== STATED TASK ==
In the records that follow, locate every line containing the word "below" and copy each of those lines in full.

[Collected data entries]
>> Start
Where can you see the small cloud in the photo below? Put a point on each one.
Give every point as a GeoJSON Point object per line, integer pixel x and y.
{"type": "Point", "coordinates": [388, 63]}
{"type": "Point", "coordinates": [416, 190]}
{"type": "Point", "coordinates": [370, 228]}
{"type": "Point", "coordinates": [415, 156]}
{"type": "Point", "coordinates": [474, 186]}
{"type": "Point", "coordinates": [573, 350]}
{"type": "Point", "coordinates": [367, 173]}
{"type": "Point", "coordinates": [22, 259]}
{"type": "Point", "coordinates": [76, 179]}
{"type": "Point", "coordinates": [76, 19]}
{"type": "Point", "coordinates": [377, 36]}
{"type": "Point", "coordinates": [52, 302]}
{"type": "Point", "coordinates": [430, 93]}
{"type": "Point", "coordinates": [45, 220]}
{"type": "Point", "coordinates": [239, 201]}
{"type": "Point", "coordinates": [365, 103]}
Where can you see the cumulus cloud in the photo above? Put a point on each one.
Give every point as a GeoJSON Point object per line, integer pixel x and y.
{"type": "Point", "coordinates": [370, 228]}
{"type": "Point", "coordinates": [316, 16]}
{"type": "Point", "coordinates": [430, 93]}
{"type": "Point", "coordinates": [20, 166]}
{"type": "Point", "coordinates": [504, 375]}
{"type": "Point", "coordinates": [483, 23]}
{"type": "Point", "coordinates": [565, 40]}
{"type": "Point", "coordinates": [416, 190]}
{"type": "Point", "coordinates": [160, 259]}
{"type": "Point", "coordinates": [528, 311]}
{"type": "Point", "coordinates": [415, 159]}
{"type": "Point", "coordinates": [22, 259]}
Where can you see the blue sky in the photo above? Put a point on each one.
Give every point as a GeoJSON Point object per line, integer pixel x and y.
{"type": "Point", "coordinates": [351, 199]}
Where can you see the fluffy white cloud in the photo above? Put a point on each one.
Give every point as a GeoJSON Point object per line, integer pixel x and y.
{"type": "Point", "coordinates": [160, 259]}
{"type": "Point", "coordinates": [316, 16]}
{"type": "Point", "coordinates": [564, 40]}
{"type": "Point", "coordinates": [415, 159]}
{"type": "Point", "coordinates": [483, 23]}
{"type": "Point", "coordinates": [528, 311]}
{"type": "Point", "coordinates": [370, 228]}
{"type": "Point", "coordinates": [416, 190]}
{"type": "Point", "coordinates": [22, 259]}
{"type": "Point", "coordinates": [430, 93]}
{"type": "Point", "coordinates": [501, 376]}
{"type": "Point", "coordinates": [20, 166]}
>> End
>> Start
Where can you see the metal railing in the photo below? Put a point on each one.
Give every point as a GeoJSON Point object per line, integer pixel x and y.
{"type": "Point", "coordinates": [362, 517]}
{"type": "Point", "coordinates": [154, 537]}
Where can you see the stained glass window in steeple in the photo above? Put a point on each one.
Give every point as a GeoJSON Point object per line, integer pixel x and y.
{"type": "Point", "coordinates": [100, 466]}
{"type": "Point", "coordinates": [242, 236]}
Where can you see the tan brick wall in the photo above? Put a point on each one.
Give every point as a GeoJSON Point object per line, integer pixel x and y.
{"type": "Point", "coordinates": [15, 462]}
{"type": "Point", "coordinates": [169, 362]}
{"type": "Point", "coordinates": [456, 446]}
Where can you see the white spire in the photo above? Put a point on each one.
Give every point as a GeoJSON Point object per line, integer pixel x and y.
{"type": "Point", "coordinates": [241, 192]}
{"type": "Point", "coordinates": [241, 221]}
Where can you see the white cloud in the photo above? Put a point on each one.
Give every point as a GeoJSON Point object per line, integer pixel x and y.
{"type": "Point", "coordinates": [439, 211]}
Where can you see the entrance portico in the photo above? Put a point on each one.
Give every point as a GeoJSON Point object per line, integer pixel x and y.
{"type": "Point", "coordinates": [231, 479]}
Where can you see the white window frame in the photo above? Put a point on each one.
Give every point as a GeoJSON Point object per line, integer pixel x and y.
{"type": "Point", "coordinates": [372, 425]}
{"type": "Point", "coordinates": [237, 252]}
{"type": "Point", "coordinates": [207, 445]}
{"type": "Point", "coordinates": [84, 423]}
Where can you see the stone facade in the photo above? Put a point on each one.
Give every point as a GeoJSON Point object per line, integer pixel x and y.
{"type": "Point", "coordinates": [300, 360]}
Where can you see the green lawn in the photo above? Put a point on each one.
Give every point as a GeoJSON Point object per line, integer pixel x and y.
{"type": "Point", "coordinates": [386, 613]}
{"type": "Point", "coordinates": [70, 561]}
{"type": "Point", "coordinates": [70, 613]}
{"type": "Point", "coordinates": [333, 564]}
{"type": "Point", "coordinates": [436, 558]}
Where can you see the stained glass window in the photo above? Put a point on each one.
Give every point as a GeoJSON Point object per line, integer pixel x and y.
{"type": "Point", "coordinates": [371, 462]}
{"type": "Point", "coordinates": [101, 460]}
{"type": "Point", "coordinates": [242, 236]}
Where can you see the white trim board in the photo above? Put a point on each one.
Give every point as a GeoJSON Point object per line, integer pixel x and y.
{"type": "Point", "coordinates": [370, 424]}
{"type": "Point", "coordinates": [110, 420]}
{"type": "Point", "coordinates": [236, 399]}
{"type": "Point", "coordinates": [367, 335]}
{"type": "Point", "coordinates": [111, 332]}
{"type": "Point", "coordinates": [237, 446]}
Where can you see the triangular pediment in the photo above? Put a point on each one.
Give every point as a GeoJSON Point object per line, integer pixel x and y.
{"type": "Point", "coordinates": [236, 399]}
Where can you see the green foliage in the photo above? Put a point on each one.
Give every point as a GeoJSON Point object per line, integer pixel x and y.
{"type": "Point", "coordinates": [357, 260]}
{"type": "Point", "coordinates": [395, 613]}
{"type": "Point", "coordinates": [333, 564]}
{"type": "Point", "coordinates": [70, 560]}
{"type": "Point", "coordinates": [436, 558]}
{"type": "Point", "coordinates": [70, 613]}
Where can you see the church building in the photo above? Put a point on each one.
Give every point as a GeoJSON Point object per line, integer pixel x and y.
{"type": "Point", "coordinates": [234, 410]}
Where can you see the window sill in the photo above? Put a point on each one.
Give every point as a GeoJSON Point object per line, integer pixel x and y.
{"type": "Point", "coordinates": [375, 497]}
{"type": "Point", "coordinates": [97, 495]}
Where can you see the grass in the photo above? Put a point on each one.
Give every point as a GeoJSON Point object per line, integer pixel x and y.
>> End
== SOLUTION ==
Where can you see the small cloud in the photo below? Put a point on each one.
Where can you see the metal railing in the photo below? Put a point on each one.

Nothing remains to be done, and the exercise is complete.